**Source passage**
==============================

Database Partitioning
Introducing PostgreSQL table partitioning to GitLab’s database
This is a working document to discuss how we are going to introduce table partitioning to GitLab.
Motivation
The PostgreSQL database we run for GitLab.com has grown to over 5 TB in total size as of early 2020. However, the total database size is not the driver to introduce partitioning but the size of individual tables is:
We can see here that there are individual tables larger than 100 GB, some even go up in the terabytes range.
There is one notable table that we can ignore in this discussion: merge_request_diff_files
which is the largest table and makes up more than 30% of the total database size today. This is being addressed by externalizing this data and move it into cloud storage.
The other tables shown here is where GitLab’s most used features have their data:
- CI: Build jobs, trace sections, artifacts and pipelines
- Merge requests: Descriptions, commits and notes
- Issues: Descriptions and notes
- Web hooks
- Events, audit events and notifications
Growing table sizes
Table size has a direct impact on query performance and execution times. Up until this point, we’ve been improving query times by adding the appropriate indexes only. This particularly improves queries with low selectivity (very targeted ones).
The impact of growing table sizes is:
- Index maintenance overhead grows
- Index lookup performance becomes worse
- Data is physically spread out over a large table leading to unnecessarily high IO
- Managing table bloat becomes more difficult
- Relevant working set does not fit into memory anymore, leading to an increase in IO
Example: Issue group search
The gitlab-org group has about 135k issues out of a total of 23M issues on GitLab.com.
We can perform a text search on the group’s issues and look for all issues with “foobar” in their title or description along with other filters we can apply: It takes about 8s to just perform the text search in this group.
Under the hoods, we rely on trigram indexes for text search. Simplified, there are two ways to do this:
- Text search first: Use the global trigram index to find all issues matching “foobar” and then apply other filters
- Other filters first: Apply the group filter and permission checks first to find issues in the group and perform an online text search on their text data.
Which of these approaches is more efficient depends on data distribution and each of the approaches becomes slow the more data we have.
Problem 1: Large trigram index
In approach 1 we use the global trigram index first. Finding relevant records with “foobar” already takes 2.8s today, even though the query is very low selectivity (it yields <2,000 records) and rather well suited for the trigram index.
The trigram index is global: There is only one GIN index available (per column). This index structure is already 19 GB in size as of today (for issues.description
).

==============================

**Extracted entries**
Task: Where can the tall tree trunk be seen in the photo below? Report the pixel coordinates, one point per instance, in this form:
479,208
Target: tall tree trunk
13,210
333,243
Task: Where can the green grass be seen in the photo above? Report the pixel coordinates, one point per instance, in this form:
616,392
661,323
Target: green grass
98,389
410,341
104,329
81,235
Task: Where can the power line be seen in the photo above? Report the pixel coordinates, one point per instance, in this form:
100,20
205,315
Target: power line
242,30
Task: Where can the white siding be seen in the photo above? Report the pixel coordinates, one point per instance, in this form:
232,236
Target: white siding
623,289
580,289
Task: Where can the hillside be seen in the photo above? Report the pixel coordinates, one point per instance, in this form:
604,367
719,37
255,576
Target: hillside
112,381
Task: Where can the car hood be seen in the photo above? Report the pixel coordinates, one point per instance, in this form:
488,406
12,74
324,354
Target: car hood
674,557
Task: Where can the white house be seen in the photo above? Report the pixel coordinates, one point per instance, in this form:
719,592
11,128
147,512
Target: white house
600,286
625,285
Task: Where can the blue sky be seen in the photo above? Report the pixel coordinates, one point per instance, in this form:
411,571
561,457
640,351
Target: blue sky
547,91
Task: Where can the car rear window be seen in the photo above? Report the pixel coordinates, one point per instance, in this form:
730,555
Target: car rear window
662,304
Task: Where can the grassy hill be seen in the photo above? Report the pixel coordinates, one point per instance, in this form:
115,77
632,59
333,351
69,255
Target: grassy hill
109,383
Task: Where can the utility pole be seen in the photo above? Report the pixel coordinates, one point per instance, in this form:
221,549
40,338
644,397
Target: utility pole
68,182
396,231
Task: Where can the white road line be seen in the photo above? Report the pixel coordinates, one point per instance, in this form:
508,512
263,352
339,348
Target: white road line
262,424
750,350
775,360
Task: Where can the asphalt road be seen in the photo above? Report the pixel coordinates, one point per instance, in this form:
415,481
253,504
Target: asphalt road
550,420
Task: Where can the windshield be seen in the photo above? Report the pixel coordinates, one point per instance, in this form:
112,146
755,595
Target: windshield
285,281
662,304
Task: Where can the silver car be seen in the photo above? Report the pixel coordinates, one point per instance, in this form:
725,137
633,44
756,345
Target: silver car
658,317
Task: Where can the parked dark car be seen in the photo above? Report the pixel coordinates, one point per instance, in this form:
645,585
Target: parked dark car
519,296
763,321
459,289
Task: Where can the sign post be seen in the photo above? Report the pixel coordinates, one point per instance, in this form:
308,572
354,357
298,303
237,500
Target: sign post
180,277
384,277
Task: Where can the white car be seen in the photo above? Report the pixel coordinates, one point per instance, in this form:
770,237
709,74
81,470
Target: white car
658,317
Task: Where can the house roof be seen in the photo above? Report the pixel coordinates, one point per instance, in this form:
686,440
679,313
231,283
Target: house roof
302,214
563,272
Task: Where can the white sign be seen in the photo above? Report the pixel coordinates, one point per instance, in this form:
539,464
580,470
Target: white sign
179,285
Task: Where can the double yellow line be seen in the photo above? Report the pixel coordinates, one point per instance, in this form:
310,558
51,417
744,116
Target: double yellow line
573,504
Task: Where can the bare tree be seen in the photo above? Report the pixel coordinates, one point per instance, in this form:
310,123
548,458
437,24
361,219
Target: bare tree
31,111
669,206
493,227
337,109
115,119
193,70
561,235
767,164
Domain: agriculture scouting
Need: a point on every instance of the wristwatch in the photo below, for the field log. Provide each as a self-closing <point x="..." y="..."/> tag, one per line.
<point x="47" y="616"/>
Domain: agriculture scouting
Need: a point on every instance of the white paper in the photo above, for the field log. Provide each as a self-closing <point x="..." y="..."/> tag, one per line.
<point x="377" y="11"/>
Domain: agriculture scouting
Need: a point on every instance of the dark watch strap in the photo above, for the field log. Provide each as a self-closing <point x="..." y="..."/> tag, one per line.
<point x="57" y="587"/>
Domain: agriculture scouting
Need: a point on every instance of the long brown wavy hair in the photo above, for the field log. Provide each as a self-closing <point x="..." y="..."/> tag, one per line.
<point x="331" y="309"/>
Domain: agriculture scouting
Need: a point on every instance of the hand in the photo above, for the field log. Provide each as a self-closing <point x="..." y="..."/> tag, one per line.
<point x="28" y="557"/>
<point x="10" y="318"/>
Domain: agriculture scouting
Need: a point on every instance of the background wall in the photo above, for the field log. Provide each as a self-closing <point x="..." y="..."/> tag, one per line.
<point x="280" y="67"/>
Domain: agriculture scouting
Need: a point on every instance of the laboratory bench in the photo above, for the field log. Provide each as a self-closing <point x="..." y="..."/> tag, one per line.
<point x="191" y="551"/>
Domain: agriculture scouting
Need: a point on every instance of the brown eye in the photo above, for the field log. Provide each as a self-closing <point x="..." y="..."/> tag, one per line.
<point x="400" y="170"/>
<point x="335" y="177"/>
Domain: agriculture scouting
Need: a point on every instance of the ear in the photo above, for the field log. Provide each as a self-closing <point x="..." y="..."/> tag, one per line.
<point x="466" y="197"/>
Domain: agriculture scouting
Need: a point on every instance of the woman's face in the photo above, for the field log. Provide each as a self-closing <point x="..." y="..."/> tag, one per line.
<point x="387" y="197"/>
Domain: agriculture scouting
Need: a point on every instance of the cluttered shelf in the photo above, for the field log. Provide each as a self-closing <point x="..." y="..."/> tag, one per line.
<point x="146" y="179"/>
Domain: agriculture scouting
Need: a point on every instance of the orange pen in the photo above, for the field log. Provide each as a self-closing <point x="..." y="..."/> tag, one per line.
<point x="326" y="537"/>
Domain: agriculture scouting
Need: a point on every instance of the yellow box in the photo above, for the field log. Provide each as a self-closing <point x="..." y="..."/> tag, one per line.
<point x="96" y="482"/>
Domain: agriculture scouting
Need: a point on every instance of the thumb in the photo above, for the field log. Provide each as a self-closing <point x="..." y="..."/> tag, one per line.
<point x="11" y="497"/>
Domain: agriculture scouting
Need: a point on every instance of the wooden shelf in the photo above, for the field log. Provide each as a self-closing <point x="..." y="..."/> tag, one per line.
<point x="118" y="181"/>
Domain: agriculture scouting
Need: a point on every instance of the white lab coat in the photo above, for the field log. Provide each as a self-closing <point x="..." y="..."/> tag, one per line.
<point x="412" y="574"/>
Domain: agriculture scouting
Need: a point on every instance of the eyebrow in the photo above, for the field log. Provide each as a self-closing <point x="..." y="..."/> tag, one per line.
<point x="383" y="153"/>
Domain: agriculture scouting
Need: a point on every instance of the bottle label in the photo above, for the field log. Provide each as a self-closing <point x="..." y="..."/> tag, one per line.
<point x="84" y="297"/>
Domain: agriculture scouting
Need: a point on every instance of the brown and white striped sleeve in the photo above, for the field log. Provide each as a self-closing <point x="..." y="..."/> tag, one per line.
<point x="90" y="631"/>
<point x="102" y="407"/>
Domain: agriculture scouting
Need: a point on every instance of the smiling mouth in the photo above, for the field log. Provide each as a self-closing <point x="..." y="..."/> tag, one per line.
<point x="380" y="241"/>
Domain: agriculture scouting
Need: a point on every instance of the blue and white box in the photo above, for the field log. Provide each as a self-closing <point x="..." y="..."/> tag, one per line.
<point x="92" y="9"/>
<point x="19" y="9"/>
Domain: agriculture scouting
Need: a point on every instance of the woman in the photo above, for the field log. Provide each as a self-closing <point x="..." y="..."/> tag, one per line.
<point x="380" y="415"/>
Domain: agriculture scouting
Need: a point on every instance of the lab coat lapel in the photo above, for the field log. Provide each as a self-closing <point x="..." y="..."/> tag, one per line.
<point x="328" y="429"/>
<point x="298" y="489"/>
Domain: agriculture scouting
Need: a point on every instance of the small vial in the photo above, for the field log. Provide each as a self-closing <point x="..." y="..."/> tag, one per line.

==============================

**Your tasks**
1. Using only the database partitioning document, decide whether each statement agrees with it: (a) the total database size is the main reason for introducing partitioning; (b) the merge_request_diff_files table makes up more than 30% of the total database size; (c) using the global trigram index to find records with “foobar” takes about 8 seconds. For each, answer yes or no and quote the deciding words from the document.
2. Write the next part of the database partitioning document, starting after its final sentence about the 19 GB trigram index.

**Outputs in order**
1.
(a) No: "the total database size is not the driver to introduce partitioning but the size of individual tables is"
(b) Yes: "makes up more than 30% of the total database size today"
(c) No: "Finding relevant records with “foobar” already takes 2.8s today"

2.
Problem 2: Many issues per group
In approach 2, we first find all issues in the group we have access to. This uses btree indexes as usual but overall this yields 135k issues. Now we can’t use the trigram index anymore to perform the text search but instead have to read all text data into memory and perform a sequential online search. The more issues a group has (and the larger the text size), the longer this approach takes.
Table partitioning to the rescue
In this example, table partitioning breaks down the issues
table into manageable chunks aka partitions: Let’s break the table down into 128 partitions using hash partitioning on the top-level namespace. Each partition contains issue records for roughly 1/128 of the total issues. Each top-level namespace, in our example that’s gitlab-org
, has their issue data in exactly one partition.
How does this change the situation?
- Each partition has their own trigram index and those are now much smaller (containing only roughly 1/128 of records).
- The scope of our search example is per group: The query planner uses this information to directly navigate to the one relevant partition for our top-level namespace and thereby excludes scanning all others.
With the much smaller trigram index, we can perform the text search in much less time. An additional improvement for this particular problem is to use a combined GIN index.
We analyzed the impact of partitioning for group-based issue search (summary, issue).
The GitLab database schema: Partitioning keys
This is a simplified view of a part of GitLab’s database schema: Largest tables on GitLab.com along with a few of their references. The color indicates how large the table roughly is: Deep red (> 200 GB), orange (> 100 GB), yellow (> 60 GB), blue (else). For detailed sizes please refer to the image at the top of the doc.
(Disclaimer: Highly simplified, WIP and likely not detailed enough)
Unsurprisingly, most of the tables relate to a Project: User-specific data aside, a Project is referenced by most of the large tables shown here (directly or indirectly).
Moreover, a project is always part of the namespace hierarchy and as such there is always exactly one top-level namespace for a project.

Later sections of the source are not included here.